# PROMPT:
Render the material from its first line through the line holding "[(770, 609), (660, 226), (193, 40)]", inclusive, as a Markdown table with the columns Number and Content, one numbered row per line and blank lines left out.

# DATASET EXCERPTS:
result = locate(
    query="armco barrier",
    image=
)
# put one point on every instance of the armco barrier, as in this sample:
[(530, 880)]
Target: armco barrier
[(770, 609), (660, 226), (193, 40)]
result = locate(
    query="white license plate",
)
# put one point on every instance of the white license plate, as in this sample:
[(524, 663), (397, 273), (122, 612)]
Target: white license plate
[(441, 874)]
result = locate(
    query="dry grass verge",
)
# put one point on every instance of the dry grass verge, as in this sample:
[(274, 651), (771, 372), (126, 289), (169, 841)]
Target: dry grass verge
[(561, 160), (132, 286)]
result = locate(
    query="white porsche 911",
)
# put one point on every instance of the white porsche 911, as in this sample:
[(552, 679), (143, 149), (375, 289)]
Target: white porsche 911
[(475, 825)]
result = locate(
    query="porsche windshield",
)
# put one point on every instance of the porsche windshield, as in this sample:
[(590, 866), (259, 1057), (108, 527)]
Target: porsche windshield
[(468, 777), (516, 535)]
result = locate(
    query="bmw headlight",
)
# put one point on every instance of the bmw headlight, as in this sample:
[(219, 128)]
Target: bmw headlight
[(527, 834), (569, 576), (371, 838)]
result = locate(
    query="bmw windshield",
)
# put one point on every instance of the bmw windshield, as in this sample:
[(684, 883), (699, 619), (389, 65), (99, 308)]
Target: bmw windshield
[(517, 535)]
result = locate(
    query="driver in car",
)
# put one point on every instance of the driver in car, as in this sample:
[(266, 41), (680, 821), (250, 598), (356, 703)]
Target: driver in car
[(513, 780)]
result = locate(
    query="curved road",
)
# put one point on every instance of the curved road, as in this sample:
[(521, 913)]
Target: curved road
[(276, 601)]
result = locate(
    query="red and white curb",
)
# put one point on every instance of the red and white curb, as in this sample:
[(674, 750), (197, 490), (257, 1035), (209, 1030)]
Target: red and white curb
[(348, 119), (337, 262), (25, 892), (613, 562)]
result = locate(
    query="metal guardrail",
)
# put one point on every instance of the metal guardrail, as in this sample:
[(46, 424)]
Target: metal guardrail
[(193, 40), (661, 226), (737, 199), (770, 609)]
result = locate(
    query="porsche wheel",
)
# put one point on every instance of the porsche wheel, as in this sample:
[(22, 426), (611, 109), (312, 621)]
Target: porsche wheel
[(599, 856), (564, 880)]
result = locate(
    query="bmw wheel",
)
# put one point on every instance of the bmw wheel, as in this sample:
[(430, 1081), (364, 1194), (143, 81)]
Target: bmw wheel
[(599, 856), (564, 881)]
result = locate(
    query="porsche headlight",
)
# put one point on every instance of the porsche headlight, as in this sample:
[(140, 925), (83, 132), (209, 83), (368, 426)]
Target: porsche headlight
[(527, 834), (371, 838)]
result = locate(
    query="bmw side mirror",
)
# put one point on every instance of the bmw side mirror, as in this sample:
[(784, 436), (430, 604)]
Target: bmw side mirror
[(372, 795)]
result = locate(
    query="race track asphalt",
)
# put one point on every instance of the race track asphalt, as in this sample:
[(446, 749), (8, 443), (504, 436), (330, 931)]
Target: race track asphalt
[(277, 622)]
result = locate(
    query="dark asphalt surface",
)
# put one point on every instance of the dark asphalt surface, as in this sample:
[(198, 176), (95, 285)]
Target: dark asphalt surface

# EXPECTED ANSWER:
| Number | Content |
|---|---|
| 1 | result = locate( |
| 2 |     query="armco barrier", |
| 3 |     image= |
| 4 | ) |
| 5 | # put one point on every instance of the armco barrier, as in this sample: |
| 6 | [(530, 880)] |
| 7 | Target: armco barrier |
| 8 | [(770, 609), (660, 226), (193, 40)] |